Collected data:
+++

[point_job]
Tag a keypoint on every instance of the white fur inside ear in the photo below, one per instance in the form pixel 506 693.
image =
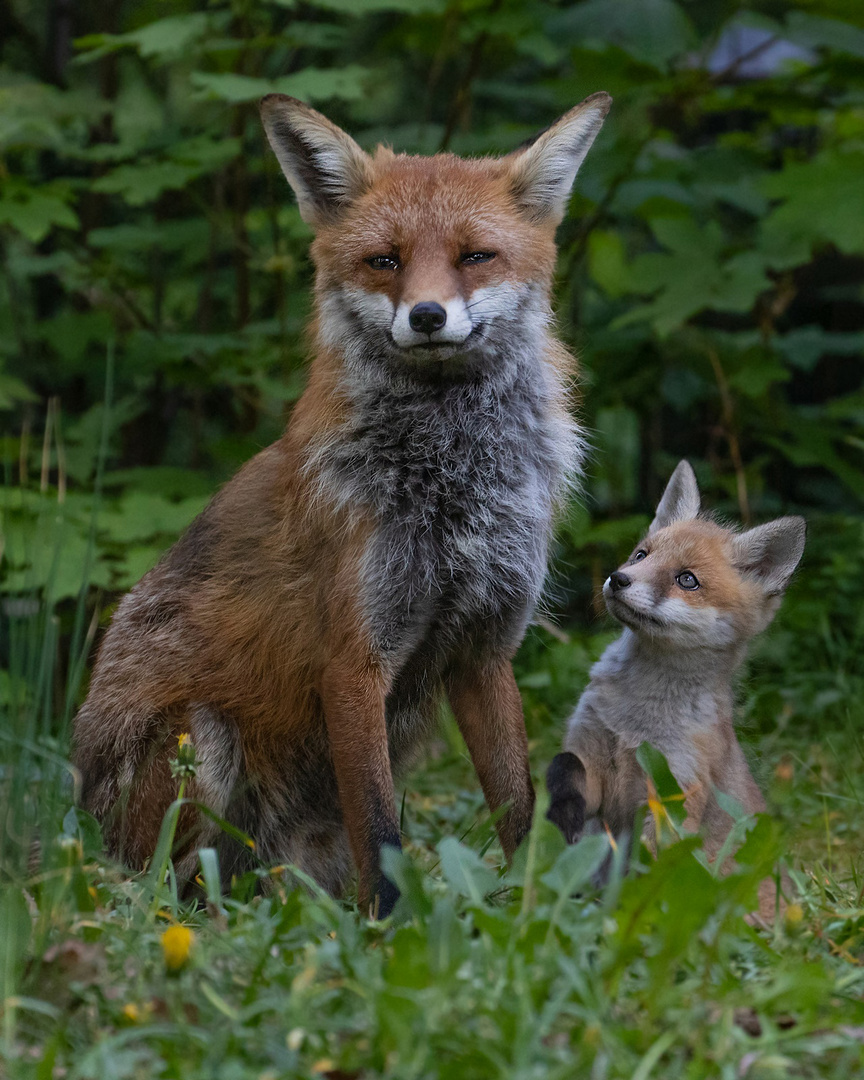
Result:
pixel 680 500
pixel 543 174
pixel 322 163
pixel 771 552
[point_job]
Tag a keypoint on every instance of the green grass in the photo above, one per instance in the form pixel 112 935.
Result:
pixel 480 973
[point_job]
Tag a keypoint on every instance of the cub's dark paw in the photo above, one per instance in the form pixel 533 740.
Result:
pixel 565 782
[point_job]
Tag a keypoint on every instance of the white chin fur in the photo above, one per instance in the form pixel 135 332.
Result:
pixel 454 332
pixel 672 618
pixel 343 308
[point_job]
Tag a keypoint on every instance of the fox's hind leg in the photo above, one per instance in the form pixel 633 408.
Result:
pixel 566 784
pixel 127 783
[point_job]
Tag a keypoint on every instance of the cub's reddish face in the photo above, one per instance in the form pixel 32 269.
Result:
pixel 697 584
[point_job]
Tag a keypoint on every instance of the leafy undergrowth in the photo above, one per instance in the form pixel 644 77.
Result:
pixel 478 973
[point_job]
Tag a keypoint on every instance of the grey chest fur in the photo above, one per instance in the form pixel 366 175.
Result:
pixel 461 477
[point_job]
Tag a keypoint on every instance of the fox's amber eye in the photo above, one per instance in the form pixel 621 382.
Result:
pixel 382 261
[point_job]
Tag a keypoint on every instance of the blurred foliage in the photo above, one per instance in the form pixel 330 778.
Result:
pixel 711 271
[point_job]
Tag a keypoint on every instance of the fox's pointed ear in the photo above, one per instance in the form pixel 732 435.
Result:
pixel 322 163
pixel 770 553
pixel 680 499
pixel 542 173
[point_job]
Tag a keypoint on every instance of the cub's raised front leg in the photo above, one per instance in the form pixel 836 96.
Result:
pixel 566 782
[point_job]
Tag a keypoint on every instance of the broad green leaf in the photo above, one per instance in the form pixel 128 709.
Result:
pixel 652 31
pixel 821 203
pixel 35 212
pixel 311 84
pixel 164 39
pixel 466 872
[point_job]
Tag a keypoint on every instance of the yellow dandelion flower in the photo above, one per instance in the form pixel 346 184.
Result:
pixel 794 916
pixel 176 946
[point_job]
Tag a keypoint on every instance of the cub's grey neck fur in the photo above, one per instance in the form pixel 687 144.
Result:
pixel 651 690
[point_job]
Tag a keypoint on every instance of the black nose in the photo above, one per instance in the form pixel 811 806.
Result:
pixel 619 580
pixel 427 318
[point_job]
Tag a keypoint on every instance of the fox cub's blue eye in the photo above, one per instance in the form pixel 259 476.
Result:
pixel 382 261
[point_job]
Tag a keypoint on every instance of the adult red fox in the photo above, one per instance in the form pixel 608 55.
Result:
pixel 388 551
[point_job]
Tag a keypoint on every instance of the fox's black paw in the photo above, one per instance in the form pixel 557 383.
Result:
pixel 565 782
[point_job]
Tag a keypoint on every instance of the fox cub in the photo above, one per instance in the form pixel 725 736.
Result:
pixel 690 597
pixel 388 551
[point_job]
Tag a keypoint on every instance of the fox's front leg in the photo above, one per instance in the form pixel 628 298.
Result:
pixel 353 696
pixel 566 781
pixel 487 707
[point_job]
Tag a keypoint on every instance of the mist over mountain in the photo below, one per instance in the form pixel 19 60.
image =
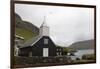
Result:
pixel 87 44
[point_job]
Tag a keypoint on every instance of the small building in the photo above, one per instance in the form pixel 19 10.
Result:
pixel 41 45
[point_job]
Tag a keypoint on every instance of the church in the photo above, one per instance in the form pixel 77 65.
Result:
pixel 41 45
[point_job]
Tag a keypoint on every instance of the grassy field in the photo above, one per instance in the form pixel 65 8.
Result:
pixel 27 34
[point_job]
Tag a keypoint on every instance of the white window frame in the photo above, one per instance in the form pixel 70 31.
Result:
pixel 45 41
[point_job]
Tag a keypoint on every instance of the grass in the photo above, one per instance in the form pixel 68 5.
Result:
pixel 27 34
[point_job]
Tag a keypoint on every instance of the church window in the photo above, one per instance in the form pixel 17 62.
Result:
pixel 45 41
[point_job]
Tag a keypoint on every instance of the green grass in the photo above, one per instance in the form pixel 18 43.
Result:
pixel 27 34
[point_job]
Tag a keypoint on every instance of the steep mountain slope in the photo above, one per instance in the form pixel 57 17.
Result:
pixel 25 29
pixel 88 44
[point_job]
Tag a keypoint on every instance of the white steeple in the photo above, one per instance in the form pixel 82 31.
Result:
pixel 44 29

+++

Assignment:
Pull out every line above that holds the word "black".

Written reply:
Tag a keypoint on every instance of the black nose in the photo above, one per instance in the form pixel 811 806.
Tag a keypoint on every instance of the fox's black paw in the photo above, one per instance in the form pixel 557 383.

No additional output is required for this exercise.